# Objectif
Reproduisez intégralement le texte sur Gustave de Molinari, sans y changer un seul mot.

Controverses du XIXème siècle
sur la «Propriété Intellectuelle»

 

Gustave de MOLINARI

Economiste et publiciste, né à Liège le 3 mars 1819, mort à Adinkerque le 28 janvier 1912, à l'âge de 93 ans, fils du baron Philippe de Molinari, un ancien-officier de l'Empire devenu médecin homéopathe.

Venu à Paris dans les dernières années du règne de Louis-Philippe, Gustave de Molinari collabore aux journaux de l'opposition comme Le Courier français. Il écrit aussi dans le Journal des Economistes; et en 1846, avec Frédéric Bastiat, Louis Wolowski, Joseph Garnier et Michel Chevalier, il participe à la fondation d'une Association pour la liberté des échanges sur le modèle de la Ligue de Manchester, mais cette Association ne rencontra pas le même succès que celle de Richard Cobden en Angleterre, et finit par se dissoudre en 1848. Ses membres se spécialisant alors dans la diffusion des principes de l'économie politique et la lutte contre les idées protectionnistes et les doctrines socialistes.

Après le coup d'Etat de décembre 1851, Molinari quitte la France pour la Belgique où il restera jusqu'en 1859. Il est nommé alors professeur d'économie politique au Musée de l'industrie de Bruxelles (dont J.-B. Jobard est directeur depuis 1841), et fonde avec l'aide de son frère Eugène, avocat et rédacteur de la Revue Trimestrielle, un journal, L'Economiste Belge, journal des réformes économiques et administratives[1], dont il assure la direction de 1855 à 1858.

# Items fournis
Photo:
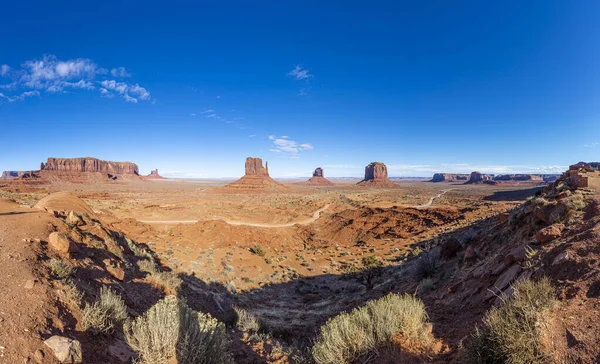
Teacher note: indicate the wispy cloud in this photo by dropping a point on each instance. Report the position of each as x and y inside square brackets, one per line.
[302, 75]
[285, 146]
[52, 75]
[120, 72]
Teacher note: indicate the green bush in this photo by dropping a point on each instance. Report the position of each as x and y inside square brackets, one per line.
[170, 330]
[351, 336]
[246, 321]
[61, 269]
[512, 332]
[105, 314]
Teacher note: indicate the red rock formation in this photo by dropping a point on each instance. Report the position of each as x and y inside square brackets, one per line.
[256, 179]
[154, 175]
[376, 176]
[478, 177]
[89, 164]
[318, 179]
[449, 177]
[254, 167]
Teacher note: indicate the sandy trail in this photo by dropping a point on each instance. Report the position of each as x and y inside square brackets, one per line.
[428, 203]
[314, 218]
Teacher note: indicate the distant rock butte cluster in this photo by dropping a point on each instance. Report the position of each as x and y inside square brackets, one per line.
[481, 178]
[376, 176]
[89, 164]
[318, 179]
[154, 175]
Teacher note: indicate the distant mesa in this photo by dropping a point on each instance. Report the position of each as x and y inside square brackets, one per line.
[450, 177]
[376, 176]
[318, 179]
[256, 178]
[154, 174]
[480, 178]
[89, 164]
[6, 175]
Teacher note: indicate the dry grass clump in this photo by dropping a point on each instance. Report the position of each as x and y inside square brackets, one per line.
[514, 331]
[169, 282]
[351, 336]
[105, 313]
[61, 269]
[246, 321]
[171, 331]
[147, 265]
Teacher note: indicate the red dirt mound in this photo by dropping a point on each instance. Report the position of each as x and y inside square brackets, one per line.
[64, 201]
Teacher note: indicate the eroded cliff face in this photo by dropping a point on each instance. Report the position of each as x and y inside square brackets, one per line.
[254, 167]
[89, 164]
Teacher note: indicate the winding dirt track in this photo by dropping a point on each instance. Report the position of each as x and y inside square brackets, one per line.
[314, 218]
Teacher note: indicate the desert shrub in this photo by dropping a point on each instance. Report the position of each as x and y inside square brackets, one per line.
[170, 330]
[61, 269]
[426, 285]
[107, 312]
[147, 265]
[427, 264]
[168, 281]
[136, 249]
[512, 332]
[246, 321]
[353, 335]
[575, 202]
[258, 250]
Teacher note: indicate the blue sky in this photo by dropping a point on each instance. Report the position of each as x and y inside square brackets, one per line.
[193, 88]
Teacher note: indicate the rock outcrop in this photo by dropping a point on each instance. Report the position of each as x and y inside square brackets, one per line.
[256, 179]
[376, 176]
[478, 178]
[13, 174]
[154, 174]
[449, 177]
[89, 164]
[318, 179]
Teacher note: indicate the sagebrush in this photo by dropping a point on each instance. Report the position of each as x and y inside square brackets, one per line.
[170, 331]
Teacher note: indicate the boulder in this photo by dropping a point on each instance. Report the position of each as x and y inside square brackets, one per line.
[65, 350]
[61, 243]
[549, 233]
[89, 164]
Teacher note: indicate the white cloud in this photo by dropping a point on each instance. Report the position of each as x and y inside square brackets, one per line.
[285, 146]
[119, 72]
[131, 93]
[4, 69]
[300, 73]
[53, 75]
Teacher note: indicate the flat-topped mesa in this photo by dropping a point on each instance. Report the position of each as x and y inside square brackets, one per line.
[154, 174]
[254, 167]
[318, 179]
[478, 177]
[376, 176]
[256, 179]
[449, 177]
[89, 164]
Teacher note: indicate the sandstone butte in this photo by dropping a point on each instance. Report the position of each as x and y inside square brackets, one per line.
[318, 179]
[256, 178]
[376, 176]
[89, 164]
[154, 175]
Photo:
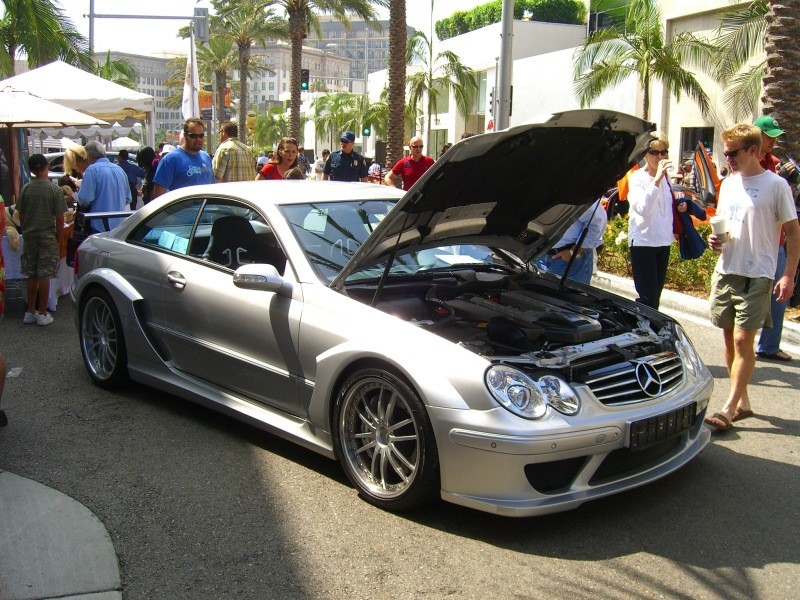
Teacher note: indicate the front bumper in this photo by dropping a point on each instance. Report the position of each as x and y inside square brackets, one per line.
[539, 473]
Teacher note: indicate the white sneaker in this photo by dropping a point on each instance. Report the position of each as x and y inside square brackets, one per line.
[44, 319]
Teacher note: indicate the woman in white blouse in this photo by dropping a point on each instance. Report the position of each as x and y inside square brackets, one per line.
[650, 222]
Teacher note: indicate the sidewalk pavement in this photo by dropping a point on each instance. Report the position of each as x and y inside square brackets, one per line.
[681, 306]
[51, 546]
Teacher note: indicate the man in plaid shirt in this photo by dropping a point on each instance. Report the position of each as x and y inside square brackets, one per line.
[233, 161]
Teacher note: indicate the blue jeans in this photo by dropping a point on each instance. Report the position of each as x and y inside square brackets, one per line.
[769, 342]
[649, 267]
[581, 270]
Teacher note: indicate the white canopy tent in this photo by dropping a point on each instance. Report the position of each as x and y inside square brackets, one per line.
[124, 143]
[87, 93]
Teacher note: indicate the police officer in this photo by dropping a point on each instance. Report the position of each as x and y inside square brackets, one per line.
[345, 164]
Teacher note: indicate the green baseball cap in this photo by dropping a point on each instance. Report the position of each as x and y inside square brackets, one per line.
[768, 126]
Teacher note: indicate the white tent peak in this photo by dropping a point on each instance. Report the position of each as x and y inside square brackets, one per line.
[83, 91]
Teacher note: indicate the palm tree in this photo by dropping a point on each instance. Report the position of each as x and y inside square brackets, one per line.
[214, 61]
[782, 78]
[39, 30]
[119, 71]
[246, 23]
[440, 75]
[302, 16]
[741, 37]
[397, 80]
[609, 56]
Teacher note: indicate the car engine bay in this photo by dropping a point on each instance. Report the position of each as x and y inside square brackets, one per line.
[533, 323]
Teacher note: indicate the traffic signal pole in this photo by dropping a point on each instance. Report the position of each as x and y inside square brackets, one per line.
[506, 66]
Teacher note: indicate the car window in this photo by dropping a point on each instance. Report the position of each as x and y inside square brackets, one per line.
[330, 233]
[222, 232]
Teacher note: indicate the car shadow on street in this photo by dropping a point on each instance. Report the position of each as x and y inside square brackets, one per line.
[715, 519]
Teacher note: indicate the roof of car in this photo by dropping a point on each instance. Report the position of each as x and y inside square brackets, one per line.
[298, 192]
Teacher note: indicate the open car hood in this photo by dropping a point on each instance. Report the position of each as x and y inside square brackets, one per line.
[517, 189]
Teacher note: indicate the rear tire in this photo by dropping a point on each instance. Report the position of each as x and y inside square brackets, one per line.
[102, 340]
[384, 440]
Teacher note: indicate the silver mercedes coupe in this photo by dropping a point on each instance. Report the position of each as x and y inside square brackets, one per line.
[409, 336]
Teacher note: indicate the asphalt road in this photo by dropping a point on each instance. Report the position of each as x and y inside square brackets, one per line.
[201, 506]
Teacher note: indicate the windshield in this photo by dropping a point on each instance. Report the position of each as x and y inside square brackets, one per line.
[331, 232]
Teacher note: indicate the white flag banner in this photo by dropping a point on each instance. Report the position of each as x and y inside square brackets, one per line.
[190, 105]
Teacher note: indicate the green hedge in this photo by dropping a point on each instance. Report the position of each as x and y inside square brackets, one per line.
[548, 11]
[689, 276]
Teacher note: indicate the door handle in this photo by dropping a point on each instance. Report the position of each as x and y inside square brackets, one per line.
[176, 280]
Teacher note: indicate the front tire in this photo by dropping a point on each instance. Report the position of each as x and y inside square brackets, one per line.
[384, 441]
[102, 341]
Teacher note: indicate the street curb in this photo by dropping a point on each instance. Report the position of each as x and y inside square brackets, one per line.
[51, 546]
[685, 305]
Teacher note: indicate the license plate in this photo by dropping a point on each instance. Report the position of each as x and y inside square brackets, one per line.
[650, 431]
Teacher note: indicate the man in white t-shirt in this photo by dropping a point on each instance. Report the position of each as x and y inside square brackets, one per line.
[319, 164]
[755, 203]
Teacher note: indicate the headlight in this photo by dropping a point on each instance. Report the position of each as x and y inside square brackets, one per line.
[558, 394]
[687, 352]
[518, 393]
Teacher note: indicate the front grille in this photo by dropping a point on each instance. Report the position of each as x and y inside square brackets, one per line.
[623, 461]
[554, 475]
[636, 380]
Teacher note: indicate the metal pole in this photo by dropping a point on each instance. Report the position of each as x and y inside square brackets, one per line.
[506, 65]
[91, 26]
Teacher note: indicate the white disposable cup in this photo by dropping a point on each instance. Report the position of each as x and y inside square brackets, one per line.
[719, 226]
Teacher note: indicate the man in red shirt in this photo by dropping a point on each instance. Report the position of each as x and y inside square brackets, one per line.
[410, 168]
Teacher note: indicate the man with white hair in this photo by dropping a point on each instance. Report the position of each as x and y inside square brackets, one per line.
[104, 187]
[410, 168]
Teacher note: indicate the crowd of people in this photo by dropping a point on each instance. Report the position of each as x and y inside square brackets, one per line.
[750, 288]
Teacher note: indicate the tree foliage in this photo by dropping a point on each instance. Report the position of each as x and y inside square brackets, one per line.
[638, 47]
[548, 11]
[440, 75]
[39, 30]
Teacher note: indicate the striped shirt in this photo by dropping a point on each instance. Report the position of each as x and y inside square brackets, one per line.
[233, 161]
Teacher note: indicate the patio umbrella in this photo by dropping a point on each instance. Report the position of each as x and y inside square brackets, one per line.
[23, 109]
[126, 143]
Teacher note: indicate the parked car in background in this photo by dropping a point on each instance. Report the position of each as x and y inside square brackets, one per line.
[408, 335]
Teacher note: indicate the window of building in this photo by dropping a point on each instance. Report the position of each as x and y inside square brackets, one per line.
[691, 135]
[436, 139]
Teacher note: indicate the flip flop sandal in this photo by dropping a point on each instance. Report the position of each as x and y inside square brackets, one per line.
[779, 355]
[720, 417]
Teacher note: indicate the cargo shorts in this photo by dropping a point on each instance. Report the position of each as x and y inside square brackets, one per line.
[740, 302]
[40, 255]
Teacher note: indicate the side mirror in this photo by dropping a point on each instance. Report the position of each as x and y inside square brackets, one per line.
[264, 277]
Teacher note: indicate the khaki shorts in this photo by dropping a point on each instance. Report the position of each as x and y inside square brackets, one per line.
[740, 302]
[40, 255]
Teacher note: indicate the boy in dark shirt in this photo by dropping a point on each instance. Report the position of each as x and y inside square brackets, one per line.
[41, 208]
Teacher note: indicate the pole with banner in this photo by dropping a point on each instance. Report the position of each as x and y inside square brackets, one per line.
[190, 105]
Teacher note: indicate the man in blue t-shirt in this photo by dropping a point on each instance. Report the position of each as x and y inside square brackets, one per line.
[186, 165]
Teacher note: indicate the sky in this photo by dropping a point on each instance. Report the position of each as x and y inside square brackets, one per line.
[157, 36]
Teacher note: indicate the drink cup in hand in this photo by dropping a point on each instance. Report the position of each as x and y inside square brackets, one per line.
[719, 227]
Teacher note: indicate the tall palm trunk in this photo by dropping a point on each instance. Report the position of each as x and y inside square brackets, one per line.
[221, 82]
[397, 81]
[244, 75]
[297, 32]
[782, 79]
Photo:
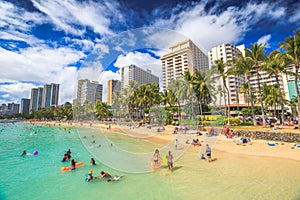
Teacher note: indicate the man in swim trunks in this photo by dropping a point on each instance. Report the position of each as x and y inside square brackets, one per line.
[73, 164]
[90, 176]
[115, 178]
[170, 161]
[156, 156]
[208, 153]
[104, 174]
[24, 153]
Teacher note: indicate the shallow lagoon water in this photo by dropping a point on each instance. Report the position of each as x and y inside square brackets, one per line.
[231, 176]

# Corrigé
Controverses du XIXème siècle
sur la «Propriété Intellectuelle»

 

Gustave de MOLINARI

Economiste et publiciste, né à Liège le 3 mars 1819, mort à Adinkerque le 28 janvier 1912, à l'âge de 93 ans, fils du baron Philippe de Molinari, un ancien-officier de l'Empire devenu médecin homéopathe.

Venu à Paris dans les dernières années du règne de Louis-Philippe, Gustave de Molinari collabore aux journaux de l'opposition comme Le Courier français. Il écrit aussi dans le Journal des Economistes; et en 1846, avec Frédéric Bastiat, Louis Wolowski, Joseph Garnier et Michel Chevalier, il participe à la fondation d'une Association pour la liberté des échanges sur le modèle de la Ligue de Manchester, mais cette Association ne rencontra pas le même succès que celle de Richard Cobden en Angleterre, et finit par se dissoudre en 1848. Ses membres se spécialisant alors dans la diffusion des principes de l'économie politique et la lutte contre les idées protectionnistes et les doctrines socialistes.

Après le coup d'Etat de décembre 1851, Molinari quitte la France pour la Belgique où il restera jusqu'en 1859. Il est nommé alors professeur d'économie politique au Musée de l'industrie de Bruxelles (dont J.-B. Jobard est directeur depuis 1841), et fonde avec l'aide de son frère Eugène, avocat et rédacteur de la Revue Trimestrielle, un journal, L'Economiste Belge, journal des réformes économiques et administratives[1], dont il assure la direction de 1855 à 1858.